### TASK TO COMPLETE
Count the lines in the records below that contain the string "scale". Reply with the number alone.

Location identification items
########

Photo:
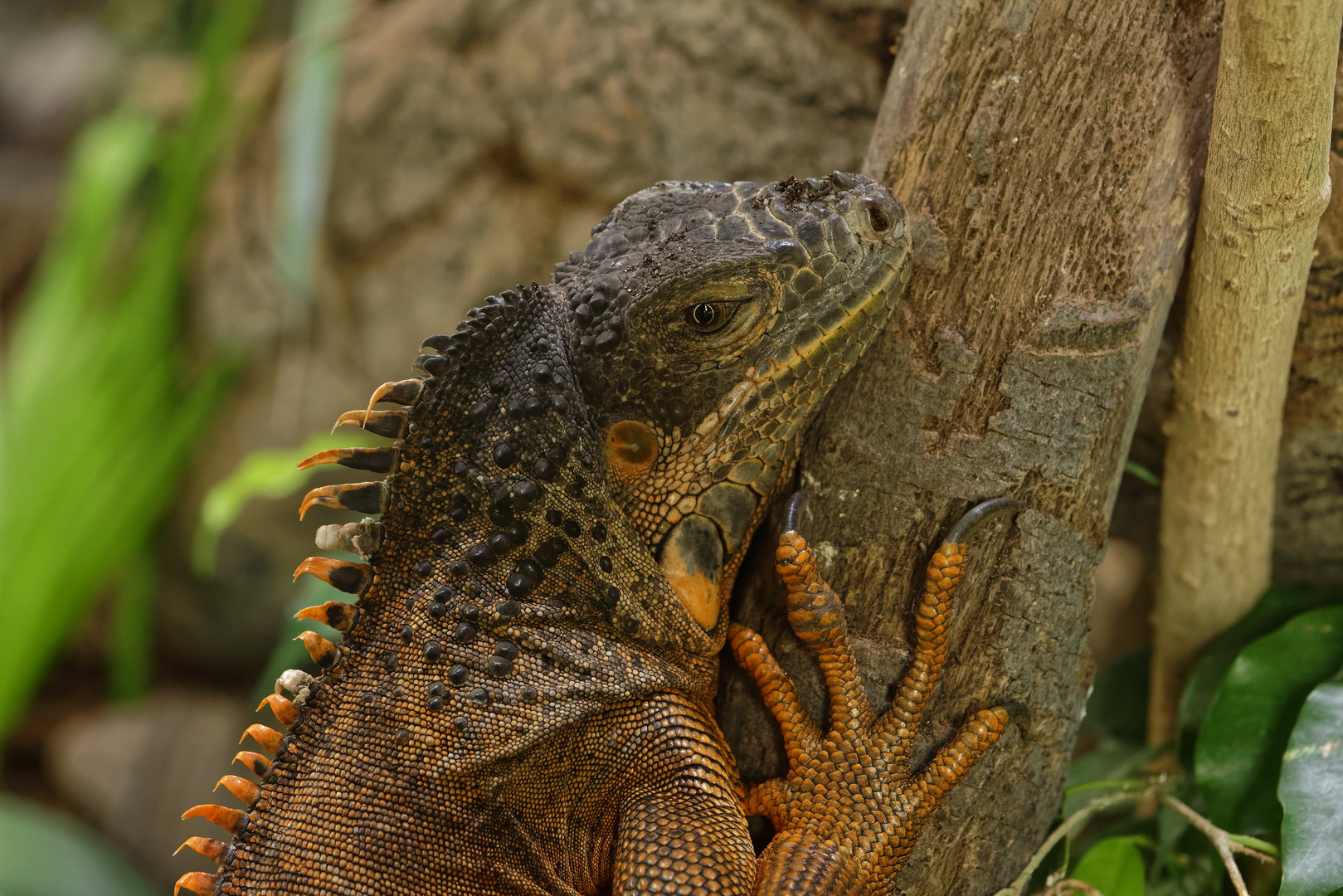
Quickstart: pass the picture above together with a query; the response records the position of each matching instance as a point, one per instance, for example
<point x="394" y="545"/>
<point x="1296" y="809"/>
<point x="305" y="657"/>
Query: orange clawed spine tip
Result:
<point x="212" y="850"/>
<point x="377" y="460"/>
<point x="269" y="739"/>
<point x="333" y="613"/>
<point x="197" y="881"/>
<point x="245" y="790"/>
<point x="320" y="649"/>
<point x="231" y="820"/>
<point x="362" y="497"/>
<point x="351" y="578"/>
<point x="258" y="765"/>
<point x="398" y="392"/>
<point x="388" y="423"/>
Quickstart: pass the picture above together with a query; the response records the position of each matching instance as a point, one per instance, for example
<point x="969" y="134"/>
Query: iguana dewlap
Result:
<point x="521" y="699"/>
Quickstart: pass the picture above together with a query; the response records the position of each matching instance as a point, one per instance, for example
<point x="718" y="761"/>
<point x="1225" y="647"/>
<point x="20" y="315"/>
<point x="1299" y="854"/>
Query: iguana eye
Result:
<point x="708" y="316"/>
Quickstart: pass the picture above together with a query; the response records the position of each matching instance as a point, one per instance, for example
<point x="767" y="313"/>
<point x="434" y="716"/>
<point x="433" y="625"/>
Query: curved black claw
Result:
<point x="976" y="514"/>
<point x="796" y="501"/>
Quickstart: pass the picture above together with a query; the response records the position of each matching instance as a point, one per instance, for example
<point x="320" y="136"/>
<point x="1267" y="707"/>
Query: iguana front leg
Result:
<point x="850" y="807"/>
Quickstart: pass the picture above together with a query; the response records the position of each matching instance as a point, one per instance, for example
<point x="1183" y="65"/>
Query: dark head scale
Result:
<point x="707" y="320"/>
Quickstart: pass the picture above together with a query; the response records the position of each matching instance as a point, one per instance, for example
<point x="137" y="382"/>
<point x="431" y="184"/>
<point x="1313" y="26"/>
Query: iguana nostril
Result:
<point x="630" y="450"/>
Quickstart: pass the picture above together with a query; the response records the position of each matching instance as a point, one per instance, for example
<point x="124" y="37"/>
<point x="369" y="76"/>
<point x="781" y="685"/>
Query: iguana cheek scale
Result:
<point x="521" y="700"/>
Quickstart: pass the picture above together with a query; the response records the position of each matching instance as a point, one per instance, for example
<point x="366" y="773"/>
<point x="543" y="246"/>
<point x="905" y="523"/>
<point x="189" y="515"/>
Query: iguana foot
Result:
<point x="850" y="807"/>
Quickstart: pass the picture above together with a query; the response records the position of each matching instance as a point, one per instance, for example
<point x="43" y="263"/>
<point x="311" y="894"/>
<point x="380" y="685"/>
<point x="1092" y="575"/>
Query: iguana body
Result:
<point x="523" y="698"/>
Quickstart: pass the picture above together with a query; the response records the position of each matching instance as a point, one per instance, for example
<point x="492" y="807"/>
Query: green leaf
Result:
<point x="1277" y="605"/>
<point x="289" y="653"/>
<point x="1117" y="703"/>
<point x="1141" y="473"/>
<point x="43" y="853"/>
<point x="100" y="406"/>
<point x="1240" y="746"/>
<point x="266" y="473"/>
<point x="1311" y="791"/>
<point x="306" y="127"/>
<point x="1113" y="867"/>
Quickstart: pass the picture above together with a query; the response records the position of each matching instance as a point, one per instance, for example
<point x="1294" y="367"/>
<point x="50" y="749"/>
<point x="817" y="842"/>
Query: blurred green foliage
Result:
<point x="73" y="859"/>
<point x="98" y="405"/>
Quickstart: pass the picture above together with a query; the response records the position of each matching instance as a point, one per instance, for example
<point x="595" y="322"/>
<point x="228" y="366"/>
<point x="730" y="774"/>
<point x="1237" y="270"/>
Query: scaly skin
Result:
<point x="521" y="700"/>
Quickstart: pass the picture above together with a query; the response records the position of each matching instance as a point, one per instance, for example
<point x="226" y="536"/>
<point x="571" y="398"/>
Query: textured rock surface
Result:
<point x="479" y="141"/>
<point x="1017" y="366"/>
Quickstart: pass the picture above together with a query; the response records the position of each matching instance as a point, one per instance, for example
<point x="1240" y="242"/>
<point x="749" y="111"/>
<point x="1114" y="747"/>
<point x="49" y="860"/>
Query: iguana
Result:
<point x="521" y="702"/>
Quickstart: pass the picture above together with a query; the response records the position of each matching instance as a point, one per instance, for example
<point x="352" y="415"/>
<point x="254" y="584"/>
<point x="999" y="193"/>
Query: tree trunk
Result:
<point x="1048" y="153"/>
<point x="1268" y="183"/>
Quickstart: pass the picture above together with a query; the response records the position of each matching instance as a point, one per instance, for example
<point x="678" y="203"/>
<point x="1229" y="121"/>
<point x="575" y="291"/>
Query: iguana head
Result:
<point x="707" y="321"/>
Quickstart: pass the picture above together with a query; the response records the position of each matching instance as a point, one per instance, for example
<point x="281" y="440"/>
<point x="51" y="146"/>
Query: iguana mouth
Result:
<point x="511" y="618"/>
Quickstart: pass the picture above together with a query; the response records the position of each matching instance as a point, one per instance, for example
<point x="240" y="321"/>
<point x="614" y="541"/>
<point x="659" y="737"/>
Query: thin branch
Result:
<point x="1069" y="885"/>
<point x="1075" y="822"/>
<point x="1221" y="841"/>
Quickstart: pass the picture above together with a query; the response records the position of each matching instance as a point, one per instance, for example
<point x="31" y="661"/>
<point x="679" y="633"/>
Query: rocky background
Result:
<point x="477" y="144"/>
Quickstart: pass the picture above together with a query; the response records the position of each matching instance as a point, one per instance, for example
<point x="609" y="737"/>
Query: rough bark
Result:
<point x="1048" y="153"/>
<point x="1308" y="519"/>
<point x="1265" y="187"/>
<point x="477" y="143"/>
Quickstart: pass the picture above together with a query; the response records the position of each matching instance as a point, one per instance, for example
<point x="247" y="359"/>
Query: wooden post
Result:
<point x="1048" y="152"/>
<point x="1265" y="187"/>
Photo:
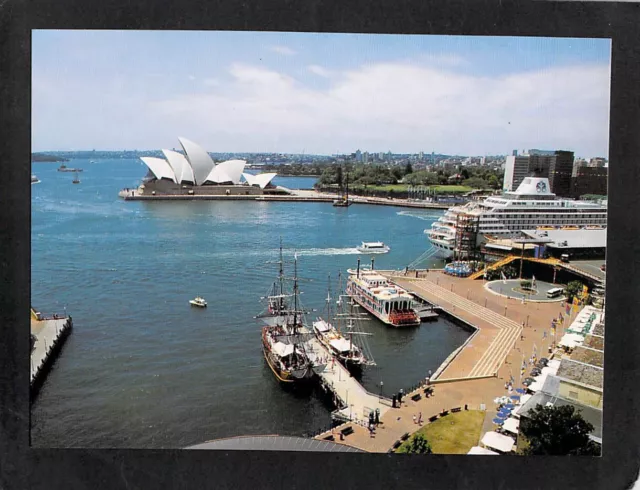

########

### SOLUTION TO THIS EXERCISE
2